По словам Пушкина, чин гвардии поручика, резкий ум и пылкий характер доставили Державину важное влияние на общее мнение. Позволим себе к этому прибавить, что и полное доверие к Державину его начальников: князя Щербатова, князя Голицына и Павла Потемкина, постоянно и особенно одобрявших все его распоряжения, могло много содействовать к упрочению авторитета его в Саратове. Немалое значение в этом случае могли иметь и близкие, если не дружественные отношения Державина в Лодыжинскому, которые нетрудно уловить из характера и тона всей переписки, бывшей тогда между ними и помещенной в V томе сочинений Державина.

Астраханский губернатор П. Н. Кречетников, уезжая 25-го июня из Саратова, поручил охранение города коменданту Бошняку, но с тем, чтобы он совещался с другими начальниками и действовал с общего согласия.

По получении известия о раззорении Казани, Лодыжинский, по предложению Державина, который смотрел на него как на старшее лицо в городе, созвал совет для обсуждения мер обороны города.

Приглашенный на совещание, бывшее 24-го июля, комендант Бошняк был того мнения, что надо укрепить город валом и дожидаться нападения. Державин и другие находили, что по [201] обширности и положению города укрепить его в короткое время невозможно и нет в достаточном количестве ни войска, ни артиллерии, для занятия такого значительного пространства, как окружность города Саратова. Поэтому было положено, в случае приближения мятежников, идти к ним навстречу вооруженною силою, а чтобы укрыть казенные деньги и безоружных жителей, построить ретраншемент близь города, на берегу Волги, у конторских магазинов и казарм. Лодыжинский, как бывший, инженер, составил и план укрепления. Бошняк согласился дать рабочих и инструменты.

Державин на другой день поехал обратно в с. Малыковку, а Бошняк, получивший между тем от князя Щербатова извещение, что Саратов вне опасности, нашел в этом предлог отступиться от неохотно подписанного им постановления бывшего 24-го числа совещания.

▶ **Перечень данных**
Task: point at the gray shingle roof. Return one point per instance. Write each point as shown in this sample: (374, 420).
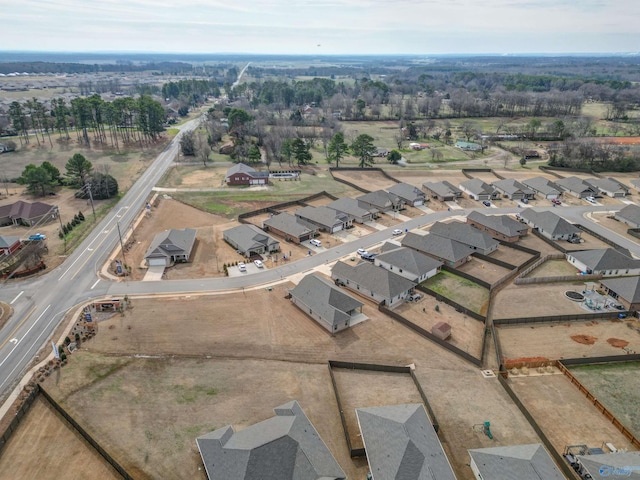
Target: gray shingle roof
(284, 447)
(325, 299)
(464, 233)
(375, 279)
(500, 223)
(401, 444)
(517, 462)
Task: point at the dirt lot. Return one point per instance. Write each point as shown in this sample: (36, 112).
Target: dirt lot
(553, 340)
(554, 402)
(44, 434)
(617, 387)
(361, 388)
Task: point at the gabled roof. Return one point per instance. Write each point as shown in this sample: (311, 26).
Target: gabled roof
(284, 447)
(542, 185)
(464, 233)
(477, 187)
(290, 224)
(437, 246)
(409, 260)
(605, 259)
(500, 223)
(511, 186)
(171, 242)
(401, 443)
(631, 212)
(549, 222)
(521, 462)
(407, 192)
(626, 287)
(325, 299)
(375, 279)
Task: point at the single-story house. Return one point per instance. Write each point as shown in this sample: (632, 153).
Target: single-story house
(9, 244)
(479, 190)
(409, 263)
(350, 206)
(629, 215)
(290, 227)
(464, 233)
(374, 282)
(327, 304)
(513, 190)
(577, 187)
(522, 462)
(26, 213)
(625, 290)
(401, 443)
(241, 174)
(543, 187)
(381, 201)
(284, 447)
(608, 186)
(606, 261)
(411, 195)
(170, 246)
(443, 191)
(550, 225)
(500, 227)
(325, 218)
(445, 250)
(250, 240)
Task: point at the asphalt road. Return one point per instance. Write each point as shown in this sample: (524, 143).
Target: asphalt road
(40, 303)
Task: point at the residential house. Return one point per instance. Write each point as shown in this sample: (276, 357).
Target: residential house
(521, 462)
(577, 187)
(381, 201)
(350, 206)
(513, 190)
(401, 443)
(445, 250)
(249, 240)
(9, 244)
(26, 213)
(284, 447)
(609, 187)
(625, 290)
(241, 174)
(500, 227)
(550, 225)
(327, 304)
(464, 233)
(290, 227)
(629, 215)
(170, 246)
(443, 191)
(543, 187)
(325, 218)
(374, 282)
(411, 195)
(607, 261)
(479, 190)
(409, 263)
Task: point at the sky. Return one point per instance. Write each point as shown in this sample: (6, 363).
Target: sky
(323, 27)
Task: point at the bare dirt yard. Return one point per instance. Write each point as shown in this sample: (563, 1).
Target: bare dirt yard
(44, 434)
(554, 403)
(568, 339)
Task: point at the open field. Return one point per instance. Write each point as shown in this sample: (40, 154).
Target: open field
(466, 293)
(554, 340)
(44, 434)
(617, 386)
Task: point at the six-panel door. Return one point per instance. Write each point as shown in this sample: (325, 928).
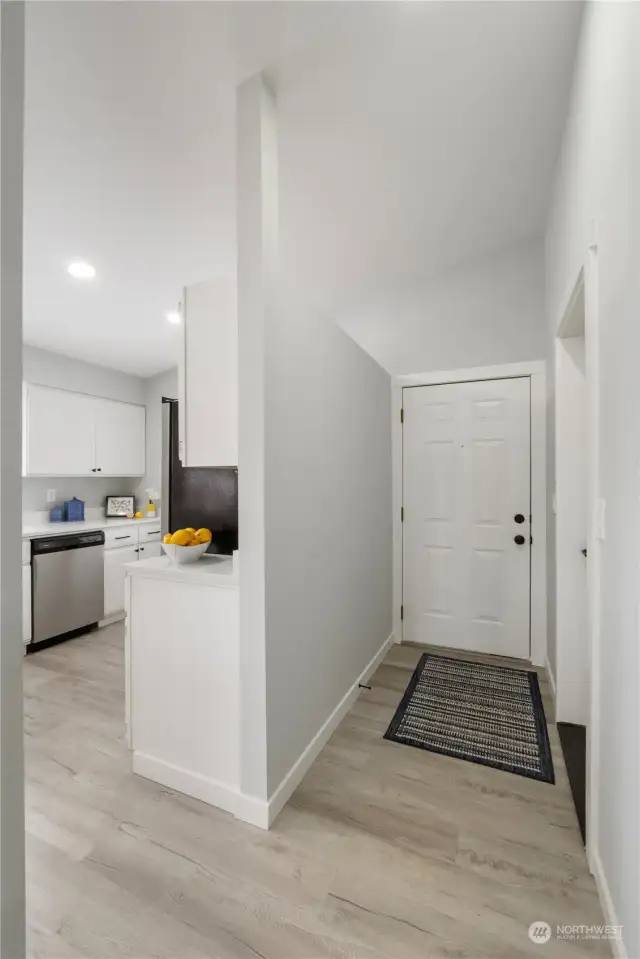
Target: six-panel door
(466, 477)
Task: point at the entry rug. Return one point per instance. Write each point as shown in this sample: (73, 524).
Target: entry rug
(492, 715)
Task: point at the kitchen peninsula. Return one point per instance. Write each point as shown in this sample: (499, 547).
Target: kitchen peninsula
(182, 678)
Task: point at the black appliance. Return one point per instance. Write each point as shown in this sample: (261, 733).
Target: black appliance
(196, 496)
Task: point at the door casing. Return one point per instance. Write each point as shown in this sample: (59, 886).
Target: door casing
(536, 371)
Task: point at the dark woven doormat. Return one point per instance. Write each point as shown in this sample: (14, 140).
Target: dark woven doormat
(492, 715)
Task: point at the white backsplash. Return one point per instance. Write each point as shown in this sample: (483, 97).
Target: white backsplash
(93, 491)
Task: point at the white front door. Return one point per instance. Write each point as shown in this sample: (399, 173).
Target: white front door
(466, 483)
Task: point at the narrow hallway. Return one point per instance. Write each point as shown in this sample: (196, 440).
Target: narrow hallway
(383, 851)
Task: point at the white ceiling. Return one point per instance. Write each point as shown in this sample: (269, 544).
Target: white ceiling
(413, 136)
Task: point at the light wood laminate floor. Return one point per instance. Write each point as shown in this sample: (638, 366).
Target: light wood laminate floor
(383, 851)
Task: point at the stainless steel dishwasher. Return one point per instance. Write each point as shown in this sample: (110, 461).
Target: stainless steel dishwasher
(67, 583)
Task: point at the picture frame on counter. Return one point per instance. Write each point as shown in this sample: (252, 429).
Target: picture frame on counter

* * *

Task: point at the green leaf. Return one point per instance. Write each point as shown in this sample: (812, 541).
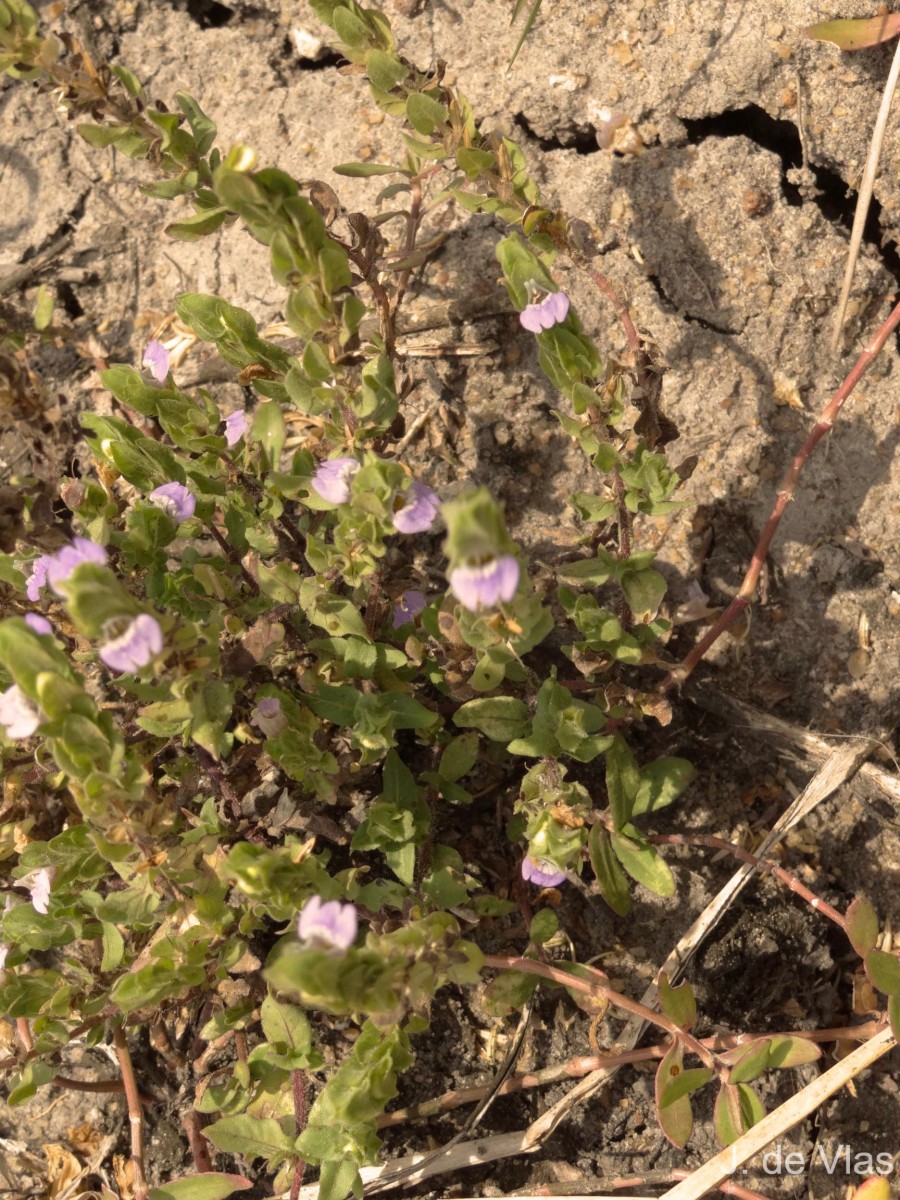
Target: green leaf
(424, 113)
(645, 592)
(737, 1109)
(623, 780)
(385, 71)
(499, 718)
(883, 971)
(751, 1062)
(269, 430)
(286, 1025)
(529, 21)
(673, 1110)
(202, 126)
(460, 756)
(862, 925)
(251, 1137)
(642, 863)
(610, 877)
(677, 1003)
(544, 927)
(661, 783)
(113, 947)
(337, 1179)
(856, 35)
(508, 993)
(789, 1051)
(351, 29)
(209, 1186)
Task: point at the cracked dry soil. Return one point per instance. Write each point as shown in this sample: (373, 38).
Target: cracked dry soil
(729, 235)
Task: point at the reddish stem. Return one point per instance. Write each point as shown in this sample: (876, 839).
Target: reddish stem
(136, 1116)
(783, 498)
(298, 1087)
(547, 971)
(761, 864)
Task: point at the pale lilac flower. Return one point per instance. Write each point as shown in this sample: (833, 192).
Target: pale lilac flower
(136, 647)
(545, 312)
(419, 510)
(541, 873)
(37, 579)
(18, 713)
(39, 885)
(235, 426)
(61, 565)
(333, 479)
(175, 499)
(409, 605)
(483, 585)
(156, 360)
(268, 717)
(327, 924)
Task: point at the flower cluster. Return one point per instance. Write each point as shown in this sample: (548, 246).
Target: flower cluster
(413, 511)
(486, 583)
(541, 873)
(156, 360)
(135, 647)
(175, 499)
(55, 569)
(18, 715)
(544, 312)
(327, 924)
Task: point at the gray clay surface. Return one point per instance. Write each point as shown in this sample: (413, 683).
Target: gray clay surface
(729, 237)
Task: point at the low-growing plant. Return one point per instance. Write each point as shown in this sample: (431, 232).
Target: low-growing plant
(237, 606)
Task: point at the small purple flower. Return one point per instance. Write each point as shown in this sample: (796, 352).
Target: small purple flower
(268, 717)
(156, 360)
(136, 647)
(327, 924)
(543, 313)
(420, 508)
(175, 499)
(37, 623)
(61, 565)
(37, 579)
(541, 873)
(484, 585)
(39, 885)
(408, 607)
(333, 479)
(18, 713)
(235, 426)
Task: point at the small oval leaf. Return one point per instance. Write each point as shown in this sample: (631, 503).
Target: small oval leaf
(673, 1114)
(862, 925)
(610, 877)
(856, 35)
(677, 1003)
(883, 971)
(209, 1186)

...

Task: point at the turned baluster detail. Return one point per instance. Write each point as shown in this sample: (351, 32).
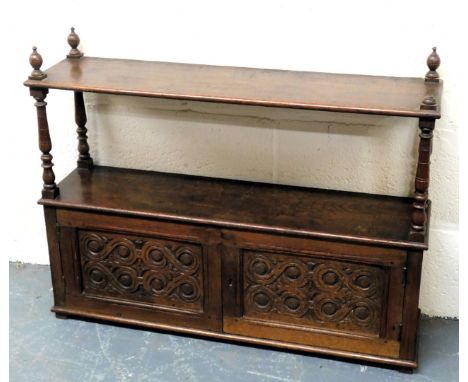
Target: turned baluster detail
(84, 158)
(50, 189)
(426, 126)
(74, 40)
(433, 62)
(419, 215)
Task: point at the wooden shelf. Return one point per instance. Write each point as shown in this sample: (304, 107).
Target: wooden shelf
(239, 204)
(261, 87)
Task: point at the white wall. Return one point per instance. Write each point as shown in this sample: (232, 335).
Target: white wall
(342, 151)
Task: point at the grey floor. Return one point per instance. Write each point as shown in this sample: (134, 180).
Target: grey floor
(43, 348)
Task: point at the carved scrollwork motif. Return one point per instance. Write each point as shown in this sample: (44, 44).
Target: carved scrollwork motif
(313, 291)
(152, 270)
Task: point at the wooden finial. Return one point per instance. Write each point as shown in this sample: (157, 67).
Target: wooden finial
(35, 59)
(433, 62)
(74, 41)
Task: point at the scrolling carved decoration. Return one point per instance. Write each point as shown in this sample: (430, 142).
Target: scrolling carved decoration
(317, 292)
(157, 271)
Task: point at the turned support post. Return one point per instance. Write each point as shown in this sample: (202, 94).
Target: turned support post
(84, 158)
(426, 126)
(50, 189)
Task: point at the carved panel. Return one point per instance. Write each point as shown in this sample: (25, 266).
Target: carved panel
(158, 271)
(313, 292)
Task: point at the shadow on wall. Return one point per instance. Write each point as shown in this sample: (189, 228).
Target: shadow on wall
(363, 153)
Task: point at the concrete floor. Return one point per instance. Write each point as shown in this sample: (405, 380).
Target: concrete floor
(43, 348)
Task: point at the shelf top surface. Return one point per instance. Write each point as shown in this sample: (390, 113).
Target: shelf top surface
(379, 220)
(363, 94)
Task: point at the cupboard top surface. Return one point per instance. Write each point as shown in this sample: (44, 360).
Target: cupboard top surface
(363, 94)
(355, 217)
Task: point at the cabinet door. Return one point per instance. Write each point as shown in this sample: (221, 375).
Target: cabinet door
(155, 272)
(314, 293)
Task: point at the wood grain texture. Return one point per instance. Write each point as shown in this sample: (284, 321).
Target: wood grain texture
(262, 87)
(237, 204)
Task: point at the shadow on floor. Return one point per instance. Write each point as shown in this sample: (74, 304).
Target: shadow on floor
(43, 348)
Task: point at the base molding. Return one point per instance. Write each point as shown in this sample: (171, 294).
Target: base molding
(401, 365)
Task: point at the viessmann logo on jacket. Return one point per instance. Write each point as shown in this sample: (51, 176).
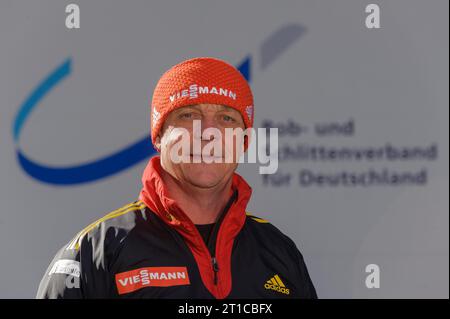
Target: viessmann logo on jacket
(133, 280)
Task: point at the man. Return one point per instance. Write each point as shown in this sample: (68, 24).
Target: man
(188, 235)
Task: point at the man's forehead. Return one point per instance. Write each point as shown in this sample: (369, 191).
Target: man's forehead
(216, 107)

▶ **Что сделать**
**A)** Выпишите из отрывка о Державине в Саратове фрагмент от слов «Державин на другой» до слов «24-го числа совещания.» включительно.
**B)** Кто, согласно отрывку о Державине в Саратове, составил план укрепления?

▶ **Ответы к заданиям**
**A)**
Державин на другой день поехал обратно в с. Малыковку, а Бошняк, получивший между тем от князя Щербатова извещение, что Саратов вне опасности, нашел в этом предлог отступиться от неохотно подписанного им постановления бывшего 24-го числа совещания.

**B)** Лодыжинский, как бывший инженер.